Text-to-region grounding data
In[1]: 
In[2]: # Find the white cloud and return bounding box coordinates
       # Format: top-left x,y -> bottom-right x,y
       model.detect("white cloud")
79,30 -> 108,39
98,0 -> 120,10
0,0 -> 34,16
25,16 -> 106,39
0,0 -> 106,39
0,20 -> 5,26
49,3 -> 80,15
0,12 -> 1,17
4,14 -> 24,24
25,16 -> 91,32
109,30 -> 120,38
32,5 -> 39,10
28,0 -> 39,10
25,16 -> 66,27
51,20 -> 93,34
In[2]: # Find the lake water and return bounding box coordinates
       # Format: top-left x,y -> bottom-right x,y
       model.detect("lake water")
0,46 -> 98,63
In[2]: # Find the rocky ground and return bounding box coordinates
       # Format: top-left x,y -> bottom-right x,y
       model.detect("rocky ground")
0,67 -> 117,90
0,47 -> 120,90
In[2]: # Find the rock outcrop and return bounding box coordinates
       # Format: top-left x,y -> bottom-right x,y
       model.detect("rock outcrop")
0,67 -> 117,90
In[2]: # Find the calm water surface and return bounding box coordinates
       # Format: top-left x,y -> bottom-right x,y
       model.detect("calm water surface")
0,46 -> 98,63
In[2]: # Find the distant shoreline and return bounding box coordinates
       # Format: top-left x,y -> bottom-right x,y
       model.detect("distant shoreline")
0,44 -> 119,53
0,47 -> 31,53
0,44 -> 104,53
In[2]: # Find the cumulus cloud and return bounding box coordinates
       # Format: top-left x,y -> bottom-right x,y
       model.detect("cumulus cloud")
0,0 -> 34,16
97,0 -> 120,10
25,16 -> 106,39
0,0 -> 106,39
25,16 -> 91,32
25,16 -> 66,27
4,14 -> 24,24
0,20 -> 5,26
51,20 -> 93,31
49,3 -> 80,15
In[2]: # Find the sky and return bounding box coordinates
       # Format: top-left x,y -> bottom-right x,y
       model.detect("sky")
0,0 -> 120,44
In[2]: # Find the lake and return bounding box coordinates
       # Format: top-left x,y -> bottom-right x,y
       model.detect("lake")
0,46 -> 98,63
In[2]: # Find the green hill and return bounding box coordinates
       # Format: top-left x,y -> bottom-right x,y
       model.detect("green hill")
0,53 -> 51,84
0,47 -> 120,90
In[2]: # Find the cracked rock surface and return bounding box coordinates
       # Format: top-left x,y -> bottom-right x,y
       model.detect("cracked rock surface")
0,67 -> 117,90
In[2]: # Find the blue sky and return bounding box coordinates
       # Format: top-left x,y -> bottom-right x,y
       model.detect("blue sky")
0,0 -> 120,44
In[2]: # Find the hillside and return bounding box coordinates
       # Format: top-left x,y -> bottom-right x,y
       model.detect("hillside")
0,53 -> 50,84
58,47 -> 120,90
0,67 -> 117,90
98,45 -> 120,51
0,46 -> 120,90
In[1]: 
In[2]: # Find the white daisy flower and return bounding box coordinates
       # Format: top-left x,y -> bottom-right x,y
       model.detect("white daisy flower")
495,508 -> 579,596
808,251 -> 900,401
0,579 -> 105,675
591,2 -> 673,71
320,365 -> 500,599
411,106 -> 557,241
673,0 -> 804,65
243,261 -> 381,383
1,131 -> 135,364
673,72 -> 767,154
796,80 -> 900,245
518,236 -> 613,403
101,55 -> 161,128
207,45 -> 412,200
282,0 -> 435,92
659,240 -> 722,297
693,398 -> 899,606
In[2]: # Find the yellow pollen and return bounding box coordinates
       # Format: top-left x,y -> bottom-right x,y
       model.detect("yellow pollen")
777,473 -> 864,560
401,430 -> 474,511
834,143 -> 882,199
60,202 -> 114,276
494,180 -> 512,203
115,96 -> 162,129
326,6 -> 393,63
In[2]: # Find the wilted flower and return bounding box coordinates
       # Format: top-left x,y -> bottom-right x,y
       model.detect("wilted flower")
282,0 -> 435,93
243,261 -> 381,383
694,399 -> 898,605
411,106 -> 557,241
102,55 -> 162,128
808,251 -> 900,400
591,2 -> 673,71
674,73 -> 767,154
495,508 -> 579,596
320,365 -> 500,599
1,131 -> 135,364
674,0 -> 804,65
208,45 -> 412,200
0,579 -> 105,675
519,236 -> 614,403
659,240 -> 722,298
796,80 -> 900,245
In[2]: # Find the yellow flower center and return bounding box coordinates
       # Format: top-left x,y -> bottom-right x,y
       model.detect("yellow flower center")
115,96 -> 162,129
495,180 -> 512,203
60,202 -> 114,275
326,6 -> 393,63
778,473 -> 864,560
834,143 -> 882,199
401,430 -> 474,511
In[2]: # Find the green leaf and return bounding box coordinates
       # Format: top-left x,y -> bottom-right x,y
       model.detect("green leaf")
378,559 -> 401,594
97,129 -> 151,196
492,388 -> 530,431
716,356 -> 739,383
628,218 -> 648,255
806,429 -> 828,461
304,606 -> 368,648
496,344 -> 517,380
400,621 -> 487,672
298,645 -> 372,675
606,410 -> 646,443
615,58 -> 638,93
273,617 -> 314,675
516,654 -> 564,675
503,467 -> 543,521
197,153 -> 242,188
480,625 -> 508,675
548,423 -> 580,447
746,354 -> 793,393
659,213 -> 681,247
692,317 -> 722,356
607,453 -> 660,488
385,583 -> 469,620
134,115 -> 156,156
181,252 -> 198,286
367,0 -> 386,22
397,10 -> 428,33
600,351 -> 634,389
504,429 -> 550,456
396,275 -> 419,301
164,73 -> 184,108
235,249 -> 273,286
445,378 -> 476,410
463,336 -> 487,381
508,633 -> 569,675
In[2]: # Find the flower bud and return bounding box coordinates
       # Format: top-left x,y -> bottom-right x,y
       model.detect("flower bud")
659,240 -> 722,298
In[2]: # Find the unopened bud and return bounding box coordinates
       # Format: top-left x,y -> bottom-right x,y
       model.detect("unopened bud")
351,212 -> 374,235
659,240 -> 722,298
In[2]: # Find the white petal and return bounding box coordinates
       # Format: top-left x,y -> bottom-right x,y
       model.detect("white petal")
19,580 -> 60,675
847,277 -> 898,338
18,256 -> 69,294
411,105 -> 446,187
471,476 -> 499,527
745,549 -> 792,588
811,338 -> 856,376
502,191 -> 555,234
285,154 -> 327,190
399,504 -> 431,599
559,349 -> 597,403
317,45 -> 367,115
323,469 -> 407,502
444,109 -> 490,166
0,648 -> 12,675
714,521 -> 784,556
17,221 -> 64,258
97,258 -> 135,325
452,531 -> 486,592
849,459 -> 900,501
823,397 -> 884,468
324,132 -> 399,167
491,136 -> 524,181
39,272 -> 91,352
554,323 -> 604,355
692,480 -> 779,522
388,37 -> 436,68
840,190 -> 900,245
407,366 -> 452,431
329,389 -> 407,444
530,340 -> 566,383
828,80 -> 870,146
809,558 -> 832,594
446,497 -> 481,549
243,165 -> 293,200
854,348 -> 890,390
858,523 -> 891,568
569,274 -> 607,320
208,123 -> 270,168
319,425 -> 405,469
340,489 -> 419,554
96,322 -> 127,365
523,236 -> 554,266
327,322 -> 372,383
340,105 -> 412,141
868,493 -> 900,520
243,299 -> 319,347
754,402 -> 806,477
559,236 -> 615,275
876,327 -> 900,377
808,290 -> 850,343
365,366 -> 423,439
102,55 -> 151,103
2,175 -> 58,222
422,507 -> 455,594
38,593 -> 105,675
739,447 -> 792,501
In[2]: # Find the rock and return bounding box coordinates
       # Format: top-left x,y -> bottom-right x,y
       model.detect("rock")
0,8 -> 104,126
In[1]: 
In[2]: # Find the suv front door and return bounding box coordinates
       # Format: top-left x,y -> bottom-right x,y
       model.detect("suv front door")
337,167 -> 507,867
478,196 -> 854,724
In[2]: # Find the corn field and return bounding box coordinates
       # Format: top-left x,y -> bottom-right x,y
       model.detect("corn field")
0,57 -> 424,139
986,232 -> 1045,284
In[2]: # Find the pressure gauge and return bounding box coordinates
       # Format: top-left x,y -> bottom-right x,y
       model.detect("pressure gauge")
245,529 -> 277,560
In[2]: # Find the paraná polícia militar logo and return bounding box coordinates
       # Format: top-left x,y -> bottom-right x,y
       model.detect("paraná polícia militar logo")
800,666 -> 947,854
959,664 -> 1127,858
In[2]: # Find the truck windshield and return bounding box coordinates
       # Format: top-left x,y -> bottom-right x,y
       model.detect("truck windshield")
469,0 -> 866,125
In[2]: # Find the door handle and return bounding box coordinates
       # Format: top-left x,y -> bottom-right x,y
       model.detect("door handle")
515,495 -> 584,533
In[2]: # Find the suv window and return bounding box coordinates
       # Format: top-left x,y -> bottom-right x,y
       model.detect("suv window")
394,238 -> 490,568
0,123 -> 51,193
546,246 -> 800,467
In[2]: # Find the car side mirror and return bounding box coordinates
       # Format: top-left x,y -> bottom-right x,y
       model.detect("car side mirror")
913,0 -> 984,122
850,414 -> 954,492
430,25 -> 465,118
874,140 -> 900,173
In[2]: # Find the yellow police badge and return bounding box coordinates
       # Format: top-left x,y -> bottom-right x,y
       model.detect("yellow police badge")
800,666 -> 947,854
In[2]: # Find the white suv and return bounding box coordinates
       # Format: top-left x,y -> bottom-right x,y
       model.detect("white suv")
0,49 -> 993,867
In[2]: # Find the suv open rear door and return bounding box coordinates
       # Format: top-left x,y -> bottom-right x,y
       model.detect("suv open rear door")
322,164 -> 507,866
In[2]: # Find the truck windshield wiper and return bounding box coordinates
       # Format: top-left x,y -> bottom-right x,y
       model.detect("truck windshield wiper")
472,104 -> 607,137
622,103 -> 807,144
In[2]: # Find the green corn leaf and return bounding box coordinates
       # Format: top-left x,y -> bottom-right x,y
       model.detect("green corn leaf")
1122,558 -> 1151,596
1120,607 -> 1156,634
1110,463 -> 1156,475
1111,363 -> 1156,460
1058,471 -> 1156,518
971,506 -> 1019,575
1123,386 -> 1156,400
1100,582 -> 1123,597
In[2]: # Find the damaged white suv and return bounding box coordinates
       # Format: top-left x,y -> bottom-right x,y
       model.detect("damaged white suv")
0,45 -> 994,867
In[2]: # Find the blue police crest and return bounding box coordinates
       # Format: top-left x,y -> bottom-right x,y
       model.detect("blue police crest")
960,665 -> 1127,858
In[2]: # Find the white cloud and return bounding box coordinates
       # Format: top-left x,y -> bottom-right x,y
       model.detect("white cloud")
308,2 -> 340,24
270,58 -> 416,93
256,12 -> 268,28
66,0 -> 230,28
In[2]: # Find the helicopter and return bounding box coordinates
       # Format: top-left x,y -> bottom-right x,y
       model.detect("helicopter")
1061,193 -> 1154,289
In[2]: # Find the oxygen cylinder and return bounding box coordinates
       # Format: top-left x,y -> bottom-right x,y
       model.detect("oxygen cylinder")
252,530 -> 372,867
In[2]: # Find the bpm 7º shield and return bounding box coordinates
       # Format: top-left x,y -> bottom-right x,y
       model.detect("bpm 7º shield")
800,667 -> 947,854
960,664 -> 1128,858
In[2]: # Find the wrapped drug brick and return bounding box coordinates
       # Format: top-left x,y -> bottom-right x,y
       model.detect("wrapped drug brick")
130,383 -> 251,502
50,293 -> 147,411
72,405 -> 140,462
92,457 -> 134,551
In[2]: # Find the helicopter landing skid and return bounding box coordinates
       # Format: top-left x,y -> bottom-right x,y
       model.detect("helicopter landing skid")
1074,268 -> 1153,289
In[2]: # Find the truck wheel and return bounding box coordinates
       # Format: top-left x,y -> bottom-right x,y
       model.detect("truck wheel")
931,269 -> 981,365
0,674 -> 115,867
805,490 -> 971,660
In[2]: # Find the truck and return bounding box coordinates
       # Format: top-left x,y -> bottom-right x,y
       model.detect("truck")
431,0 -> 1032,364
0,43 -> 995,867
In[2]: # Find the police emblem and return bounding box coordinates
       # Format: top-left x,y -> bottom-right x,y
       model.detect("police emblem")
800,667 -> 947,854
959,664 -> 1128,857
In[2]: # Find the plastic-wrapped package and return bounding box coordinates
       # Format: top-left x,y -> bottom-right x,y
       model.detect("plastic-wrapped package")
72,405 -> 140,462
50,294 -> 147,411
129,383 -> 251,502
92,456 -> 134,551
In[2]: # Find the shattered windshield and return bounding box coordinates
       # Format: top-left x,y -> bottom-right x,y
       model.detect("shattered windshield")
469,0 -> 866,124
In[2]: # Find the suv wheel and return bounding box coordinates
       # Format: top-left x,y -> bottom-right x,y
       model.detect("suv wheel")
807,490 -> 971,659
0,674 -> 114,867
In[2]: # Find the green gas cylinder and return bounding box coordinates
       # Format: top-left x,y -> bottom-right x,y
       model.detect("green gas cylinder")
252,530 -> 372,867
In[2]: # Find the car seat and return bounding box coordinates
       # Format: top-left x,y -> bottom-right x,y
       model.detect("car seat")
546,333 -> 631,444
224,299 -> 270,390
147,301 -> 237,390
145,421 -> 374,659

> Instructions to follow:
Keep to the lines above, from the first one through the line where "In[2]: # Find the rock outcrop" appears, and copy them exactly.

> Exercise answer:
In[1]: 
In[2]: # Find the white cloud and return bounding box coordinates
       # Format: top-left x,y -> bottom-right x,y
       model.detect("white cloud")
79,30 -> 108,39
98,0 -> 120,10
0,0 -> 34,16
25,16 -> 106,39
0,0 -> 106,39
0,20 -> 5,26
49,3 -> 80,15
0,12 -> 1,17
4,14 -> 24,24
25,16 -> 91,32
109,30 -> 120,38
32,5 -> 39,10
28,0 -> 39,10
25,16 -> 66,27
51,20 -> 93,34
In[2]: # Find the lake water and return bounding box coordinates
       # Format: top-left x,y -> bottom-right x,y
       model.detect("lake water")
0,46 -> 98,63
In[2]: # Find the rocky ground and return bounding box coordinates
       # Format: top-left x,y -> bottom-right x,y
       model.detect("rocky ground")
0,67 -> 117,90
0,47 -> 120,90
In[2]: # Find the rock outcrop and return bounding box coordinates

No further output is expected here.